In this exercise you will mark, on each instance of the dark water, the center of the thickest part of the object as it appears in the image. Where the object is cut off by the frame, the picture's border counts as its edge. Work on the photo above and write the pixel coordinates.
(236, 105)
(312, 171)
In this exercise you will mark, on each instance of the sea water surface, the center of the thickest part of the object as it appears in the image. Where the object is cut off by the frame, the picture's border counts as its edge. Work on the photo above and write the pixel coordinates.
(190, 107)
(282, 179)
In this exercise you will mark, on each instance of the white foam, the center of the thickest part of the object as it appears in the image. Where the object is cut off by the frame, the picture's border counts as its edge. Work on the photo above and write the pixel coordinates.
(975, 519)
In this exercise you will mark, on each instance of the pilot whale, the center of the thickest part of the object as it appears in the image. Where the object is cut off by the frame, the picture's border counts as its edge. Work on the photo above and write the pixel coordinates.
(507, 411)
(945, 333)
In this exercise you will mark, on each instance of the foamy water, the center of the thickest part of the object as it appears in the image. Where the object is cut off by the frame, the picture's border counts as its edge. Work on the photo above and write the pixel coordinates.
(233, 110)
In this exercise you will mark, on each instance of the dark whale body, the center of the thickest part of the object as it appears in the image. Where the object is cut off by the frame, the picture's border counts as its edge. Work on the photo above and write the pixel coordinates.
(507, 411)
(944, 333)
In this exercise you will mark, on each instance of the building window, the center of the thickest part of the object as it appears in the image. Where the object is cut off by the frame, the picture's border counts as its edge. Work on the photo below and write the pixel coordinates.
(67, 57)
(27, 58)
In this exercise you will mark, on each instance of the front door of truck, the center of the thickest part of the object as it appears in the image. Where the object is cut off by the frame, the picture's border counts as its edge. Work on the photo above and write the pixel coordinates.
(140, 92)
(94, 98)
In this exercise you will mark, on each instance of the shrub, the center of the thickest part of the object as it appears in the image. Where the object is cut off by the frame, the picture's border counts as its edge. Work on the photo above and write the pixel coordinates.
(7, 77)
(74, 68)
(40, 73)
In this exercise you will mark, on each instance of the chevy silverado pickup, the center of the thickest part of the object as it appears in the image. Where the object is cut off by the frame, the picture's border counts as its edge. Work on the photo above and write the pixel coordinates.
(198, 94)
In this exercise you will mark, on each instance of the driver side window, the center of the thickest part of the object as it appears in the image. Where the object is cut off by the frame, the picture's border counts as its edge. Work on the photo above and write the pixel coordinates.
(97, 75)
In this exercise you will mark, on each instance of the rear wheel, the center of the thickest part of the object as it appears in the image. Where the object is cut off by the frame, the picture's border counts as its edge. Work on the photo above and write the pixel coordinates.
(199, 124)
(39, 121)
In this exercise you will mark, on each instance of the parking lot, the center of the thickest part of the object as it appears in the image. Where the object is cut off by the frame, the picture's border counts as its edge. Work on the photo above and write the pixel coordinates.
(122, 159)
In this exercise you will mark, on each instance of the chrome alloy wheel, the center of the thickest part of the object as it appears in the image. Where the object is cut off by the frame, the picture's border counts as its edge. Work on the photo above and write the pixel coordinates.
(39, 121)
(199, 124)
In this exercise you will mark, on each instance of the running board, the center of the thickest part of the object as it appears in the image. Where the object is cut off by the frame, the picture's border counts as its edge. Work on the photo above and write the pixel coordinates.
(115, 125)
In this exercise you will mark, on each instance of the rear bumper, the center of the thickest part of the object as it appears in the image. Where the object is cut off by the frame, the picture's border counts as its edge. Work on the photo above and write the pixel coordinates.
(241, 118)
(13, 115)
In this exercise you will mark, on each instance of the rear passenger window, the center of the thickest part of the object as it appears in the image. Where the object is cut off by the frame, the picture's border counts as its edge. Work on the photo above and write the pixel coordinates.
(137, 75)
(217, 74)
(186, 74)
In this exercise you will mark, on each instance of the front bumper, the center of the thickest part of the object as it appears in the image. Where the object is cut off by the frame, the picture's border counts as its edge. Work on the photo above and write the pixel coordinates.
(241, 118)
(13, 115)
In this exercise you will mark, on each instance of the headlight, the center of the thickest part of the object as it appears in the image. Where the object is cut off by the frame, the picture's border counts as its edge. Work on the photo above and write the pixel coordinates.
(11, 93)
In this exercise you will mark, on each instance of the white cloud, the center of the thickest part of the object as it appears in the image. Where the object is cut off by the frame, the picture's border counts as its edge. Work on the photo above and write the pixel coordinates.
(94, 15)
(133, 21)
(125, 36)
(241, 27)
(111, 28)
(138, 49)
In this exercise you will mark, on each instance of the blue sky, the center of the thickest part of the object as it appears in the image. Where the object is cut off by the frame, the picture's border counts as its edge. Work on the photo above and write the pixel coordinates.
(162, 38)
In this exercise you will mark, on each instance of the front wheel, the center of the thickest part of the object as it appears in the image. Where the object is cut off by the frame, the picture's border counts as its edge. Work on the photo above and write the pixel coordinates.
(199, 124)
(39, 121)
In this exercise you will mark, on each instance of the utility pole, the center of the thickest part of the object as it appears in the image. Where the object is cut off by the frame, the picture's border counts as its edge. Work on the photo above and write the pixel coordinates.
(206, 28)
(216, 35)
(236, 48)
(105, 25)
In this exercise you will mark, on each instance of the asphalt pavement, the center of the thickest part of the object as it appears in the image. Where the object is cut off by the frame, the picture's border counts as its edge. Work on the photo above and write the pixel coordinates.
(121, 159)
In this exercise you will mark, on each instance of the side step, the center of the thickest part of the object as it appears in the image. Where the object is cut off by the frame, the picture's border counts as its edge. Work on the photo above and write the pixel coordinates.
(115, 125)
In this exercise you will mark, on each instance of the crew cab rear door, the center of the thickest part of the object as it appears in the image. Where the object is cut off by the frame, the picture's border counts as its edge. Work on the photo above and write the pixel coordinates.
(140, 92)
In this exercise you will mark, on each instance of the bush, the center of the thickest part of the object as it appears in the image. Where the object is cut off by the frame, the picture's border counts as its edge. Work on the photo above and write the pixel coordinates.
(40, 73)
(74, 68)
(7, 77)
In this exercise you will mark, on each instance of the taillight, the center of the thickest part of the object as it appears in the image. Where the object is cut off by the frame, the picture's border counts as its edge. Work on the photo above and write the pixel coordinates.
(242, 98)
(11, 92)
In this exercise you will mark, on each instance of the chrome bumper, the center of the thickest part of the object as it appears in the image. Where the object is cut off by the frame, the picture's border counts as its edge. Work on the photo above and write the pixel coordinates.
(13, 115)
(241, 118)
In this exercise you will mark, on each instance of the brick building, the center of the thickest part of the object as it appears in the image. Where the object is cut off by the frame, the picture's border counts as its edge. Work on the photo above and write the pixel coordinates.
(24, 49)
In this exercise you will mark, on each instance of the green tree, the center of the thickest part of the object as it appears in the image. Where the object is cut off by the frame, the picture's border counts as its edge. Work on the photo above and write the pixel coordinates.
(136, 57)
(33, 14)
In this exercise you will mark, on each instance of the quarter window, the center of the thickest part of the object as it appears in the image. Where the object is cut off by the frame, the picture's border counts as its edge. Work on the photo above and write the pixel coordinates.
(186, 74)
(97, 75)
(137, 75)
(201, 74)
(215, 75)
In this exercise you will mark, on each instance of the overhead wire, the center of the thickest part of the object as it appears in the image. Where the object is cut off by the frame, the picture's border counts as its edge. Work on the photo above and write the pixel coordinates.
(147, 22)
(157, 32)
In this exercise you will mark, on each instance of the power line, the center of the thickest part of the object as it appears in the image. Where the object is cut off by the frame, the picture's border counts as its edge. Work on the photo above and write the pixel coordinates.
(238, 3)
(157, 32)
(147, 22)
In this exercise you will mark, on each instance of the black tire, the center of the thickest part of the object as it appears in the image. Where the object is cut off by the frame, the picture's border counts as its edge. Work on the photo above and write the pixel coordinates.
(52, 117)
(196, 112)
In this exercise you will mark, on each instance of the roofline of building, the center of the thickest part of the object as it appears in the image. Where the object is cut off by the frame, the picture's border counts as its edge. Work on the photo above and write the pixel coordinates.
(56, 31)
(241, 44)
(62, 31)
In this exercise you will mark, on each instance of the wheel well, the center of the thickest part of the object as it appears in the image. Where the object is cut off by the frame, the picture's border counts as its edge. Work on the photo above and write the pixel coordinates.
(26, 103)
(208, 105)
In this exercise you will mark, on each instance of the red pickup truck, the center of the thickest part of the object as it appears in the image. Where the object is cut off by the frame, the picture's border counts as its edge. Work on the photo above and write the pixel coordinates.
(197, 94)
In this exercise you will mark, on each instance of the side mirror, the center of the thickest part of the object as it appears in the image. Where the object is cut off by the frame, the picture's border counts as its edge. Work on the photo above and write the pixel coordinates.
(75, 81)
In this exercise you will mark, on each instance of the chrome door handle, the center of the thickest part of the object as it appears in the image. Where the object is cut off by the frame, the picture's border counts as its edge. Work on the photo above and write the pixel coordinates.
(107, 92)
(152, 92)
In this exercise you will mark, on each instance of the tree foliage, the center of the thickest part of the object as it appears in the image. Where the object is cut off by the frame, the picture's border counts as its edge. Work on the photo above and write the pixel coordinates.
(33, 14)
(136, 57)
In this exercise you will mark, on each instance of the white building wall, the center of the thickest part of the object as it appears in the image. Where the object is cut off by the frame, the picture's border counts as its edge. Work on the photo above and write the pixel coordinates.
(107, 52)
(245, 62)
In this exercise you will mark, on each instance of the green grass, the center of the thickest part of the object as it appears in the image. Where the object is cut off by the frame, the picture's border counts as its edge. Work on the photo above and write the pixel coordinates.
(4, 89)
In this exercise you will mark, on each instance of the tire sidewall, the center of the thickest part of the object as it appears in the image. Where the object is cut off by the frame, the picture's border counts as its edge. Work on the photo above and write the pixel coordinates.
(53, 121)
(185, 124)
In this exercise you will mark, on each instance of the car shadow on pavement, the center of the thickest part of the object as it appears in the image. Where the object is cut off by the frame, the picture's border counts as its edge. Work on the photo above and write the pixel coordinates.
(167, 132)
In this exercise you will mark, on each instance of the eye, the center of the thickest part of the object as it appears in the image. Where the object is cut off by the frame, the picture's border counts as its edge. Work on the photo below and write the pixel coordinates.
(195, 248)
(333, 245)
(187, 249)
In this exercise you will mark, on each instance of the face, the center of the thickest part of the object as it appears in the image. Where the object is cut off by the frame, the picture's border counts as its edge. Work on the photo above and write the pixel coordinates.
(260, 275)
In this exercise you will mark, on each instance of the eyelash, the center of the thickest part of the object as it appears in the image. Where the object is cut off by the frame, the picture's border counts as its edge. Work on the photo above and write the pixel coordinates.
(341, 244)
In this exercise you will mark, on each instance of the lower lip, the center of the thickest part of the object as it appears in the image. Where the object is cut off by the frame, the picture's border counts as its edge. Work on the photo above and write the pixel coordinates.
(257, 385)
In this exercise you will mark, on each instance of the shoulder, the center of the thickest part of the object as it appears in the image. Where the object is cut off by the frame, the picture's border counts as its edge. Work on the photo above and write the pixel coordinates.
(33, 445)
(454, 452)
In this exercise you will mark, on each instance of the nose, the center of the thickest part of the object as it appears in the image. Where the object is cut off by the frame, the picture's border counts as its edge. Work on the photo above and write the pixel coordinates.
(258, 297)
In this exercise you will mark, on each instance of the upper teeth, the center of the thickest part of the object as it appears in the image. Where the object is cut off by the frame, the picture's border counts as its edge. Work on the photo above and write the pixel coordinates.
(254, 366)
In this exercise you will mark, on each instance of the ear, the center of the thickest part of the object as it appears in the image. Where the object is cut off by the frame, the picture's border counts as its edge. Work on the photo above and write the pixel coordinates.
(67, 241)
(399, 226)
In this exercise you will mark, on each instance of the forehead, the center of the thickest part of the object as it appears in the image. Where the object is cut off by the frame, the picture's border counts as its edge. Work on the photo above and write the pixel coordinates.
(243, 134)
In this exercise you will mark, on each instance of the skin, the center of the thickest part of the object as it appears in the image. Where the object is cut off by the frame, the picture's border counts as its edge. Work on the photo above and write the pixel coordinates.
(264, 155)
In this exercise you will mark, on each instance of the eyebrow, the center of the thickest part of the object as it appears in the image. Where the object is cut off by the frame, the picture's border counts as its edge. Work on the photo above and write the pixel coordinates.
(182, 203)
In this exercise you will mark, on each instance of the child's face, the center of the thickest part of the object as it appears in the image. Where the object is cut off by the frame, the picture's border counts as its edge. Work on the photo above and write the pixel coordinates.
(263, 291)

▶ Assignment
Restate exactly each line of the data from the one bearing "the ear, the" to the end, and add nothing.

▶ Written solution
In this exercise you will mark, on each instance of the ear, the center of the thickest part of the object as it appears in the image. Where the object is cut off by the frame, the picture's border counts as its edge. Work on the photo above and write the pixel coordinates.
(67, 241)
(399, 226)
In this exercise you will mark, on each instance of the forehead, the center of the thickest part of the object as it appears in the image. Where the object is cut off by the frame, the picture's border counts as its edge. Work on the photo above and write the pixel coordinates.
(243, 134)
In this exercise you will mark, on each instance of the skin, the center of the thickest part of the object as it appears in the image. Where the object is cut off by the frame, the picture's border counts as its edge. Work on the photo above and write the pixel coordinates.
(264, 155)
In this exercise you will mark, on each instance of the eyebrow, the center of the thickest part of the object as it appears in the image. Where the object is cut off by the frame, the picture's border counts as its edge. Work on the photo above and write the pixel coordinates.
(182, 203)
In this exercise you will mark, on each instance of the child's face, the center of the thickest part of the object as it appears in the image. Where the object is cut off by the frame, the picture's border counts as its edge. Work on the photo above and write the pixel coordinates.
(263, 291)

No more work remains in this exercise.